GOAL OF THE EXERCISE => Rewrite everything from the line containing "of the suit" down to the end of the records, keeping the requests as they are. Scale every coordinate in the answers by 0.85, rounding to whole numbers with halves going up.

┌──

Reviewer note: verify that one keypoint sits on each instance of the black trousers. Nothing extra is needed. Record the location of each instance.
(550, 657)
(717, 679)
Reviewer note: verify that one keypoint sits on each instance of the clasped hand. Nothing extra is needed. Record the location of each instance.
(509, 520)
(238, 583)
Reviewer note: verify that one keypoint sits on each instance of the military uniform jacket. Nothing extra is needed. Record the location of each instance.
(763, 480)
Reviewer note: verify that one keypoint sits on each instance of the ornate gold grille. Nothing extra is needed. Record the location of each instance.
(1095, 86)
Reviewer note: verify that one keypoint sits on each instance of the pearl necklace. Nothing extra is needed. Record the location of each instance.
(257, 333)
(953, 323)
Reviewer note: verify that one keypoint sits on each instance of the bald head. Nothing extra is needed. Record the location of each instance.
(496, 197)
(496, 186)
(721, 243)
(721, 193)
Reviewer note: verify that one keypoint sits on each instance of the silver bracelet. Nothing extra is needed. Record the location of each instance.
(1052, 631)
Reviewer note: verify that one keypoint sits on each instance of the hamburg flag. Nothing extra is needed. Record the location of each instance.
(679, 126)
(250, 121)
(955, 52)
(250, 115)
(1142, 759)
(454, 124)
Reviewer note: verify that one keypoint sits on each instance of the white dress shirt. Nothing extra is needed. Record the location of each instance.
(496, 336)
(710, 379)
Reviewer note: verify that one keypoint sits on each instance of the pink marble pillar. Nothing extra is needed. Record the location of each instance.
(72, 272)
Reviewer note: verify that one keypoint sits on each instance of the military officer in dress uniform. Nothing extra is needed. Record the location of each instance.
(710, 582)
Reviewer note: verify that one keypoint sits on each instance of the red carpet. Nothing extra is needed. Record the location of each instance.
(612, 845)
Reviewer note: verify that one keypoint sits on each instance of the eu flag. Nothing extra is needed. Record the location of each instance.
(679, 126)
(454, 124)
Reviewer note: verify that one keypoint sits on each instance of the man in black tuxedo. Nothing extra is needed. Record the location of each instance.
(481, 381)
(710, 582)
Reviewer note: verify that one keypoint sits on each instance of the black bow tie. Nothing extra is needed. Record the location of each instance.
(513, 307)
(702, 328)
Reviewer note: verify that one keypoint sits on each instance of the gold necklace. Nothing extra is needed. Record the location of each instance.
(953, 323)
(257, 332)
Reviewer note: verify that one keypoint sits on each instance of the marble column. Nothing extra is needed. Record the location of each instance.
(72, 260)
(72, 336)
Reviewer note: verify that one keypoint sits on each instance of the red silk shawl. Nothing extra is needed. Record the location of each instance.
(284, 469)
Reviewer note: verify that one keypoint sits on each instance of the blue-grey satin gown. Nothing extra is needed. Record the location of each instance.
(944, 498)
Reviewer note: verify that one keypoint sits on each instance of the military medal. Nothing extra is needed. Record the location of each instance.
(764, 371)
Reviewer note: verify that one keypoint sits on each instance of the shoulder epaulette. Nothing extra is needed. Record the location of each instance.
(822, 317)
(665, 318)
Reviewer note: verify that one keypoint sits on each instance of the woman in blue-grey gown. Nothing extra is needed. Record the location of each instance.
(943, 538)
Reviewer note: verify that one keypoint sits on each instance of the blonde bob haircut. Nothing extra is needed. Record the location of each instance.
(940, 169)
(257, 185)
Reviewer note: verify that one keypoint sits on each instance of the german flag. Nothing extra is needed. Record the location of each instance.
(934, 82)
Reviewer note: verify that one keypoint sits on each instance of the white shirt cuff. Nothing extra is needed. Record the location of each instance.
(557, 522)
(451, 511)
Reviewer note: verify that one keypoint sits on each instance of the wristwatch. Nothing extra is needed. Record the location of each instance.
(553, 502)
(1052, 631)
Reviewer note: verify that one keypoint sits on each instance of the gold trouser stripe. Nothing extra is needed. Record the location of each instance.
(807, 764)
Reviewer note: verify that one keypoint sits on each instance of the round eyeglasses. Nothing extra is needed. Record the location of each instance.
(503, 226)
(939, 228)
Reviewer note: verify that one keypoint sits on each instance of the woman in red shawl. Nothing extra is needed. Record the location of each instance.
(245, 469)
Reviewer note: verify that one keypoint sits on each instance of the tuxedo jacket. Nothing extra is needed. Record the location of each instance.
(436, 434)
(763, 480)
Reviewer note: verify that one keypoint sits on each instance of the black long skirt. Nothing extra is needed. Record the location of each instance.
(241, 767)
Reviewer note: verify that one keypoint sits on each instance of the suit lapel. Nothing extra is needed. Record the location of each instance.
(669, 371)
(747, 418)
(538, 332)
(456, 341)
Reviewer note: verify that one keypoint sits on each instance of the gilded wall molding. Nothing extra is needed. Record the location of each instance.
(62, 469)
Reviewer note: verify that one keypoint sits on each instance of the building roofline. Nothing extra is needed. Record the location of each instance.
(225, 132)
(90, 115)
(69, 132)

└──

EXPECTED OUTPUT =>
Reviewer note: verify that one keypoint sits on each instance of the suit lapel. Nothing extra is needed. Record the location of each instance.
(569, 315)
(635, 355)
(457, 282)
(388, 290)
Reviewer note: verify that one keypoint sits on each instance of the gilded wall molding. Nothing extra is needed. Record the location of each instance.
(53, 399)
Reviewer note: verify that one keypoint sits on each instance of the building roofline. Nothing extra is needed. Record the location of each instance.
(191, 112)
(77, 98)
(59, 112)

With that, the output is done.